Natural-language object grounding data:
= = =
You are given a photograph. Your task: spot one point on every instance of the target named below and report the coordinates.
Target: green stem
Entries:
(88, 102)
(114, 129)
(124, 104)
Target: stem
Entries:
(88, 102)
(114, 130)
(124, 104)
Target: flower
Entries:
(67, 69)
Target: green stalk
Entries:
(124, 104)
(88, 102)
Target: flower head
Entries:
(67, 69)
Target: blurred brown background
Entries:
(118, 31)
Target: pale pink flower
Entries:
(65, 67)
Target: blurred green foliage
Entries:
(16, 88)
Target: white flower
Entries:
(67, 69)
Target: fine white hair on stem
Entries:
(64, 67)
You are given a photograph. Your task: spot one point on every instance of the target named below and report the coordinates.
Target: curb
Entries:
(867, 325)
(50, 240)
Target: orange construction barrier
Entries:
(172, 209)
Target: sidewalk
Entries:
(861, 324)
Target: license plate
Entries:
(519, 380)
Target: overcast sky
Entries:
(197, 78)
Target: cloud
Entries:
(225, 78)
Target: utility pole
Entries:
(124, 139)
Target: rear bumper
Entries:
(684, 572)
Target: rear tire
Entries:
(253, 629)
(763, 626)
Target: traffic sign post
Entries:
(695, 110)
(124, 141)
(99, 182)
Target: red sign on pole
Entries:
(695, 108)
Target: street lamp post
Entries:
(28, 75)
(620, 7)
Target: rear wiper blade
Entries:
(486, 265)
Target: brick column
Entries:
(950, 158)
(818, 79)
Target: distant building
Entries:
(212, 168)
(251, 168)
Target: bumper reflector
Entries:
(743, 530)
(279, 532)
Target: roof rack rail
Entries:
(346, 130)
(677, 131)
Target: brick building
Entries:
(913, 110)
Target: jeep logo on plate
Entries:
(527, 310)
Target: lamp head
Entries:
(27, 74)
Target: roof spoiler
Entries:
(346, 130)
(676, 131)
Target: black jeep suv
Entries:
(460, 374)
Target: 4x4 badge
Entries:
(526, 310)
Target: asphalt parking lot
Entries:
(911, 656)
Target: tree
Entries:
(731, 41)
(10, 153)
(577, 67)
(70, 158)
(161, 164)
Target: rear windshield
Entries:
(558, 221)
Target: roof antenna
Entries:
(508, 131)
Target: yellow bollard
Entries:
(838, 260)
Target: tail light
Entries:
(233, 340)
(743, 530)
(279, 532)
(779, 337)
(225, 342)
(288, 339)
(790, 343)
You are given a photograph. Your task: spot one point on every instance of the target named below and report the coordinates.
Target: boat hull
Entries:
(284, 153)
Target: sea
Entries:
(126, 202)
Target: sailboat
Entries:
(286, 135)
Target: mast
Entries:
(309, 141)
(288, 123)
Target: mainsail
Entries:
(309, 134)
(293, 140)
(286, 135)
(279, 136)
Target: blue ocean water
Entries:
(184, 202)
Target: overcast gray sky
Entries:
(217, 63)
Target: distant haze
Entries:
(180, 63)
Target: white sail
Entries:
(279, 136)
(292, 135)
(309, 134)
= = =
REQUIRED WORK: Give the lines again, exactly as they stand, from the beginning of the data through the line with "Target: green stalk".

YOUR SOLUTION:
You are given a photograph. Your task: spot one point on every instance of the target named below and report the coordinates.
Target: green stem
Entries:
(88, 102)
(114, 129)
(124, 104)
Target: stem
Entries:
(88, 102)
(114, 130)
(124, 104)
Target: flower
Entries:
(67, 69)
Target: green stalk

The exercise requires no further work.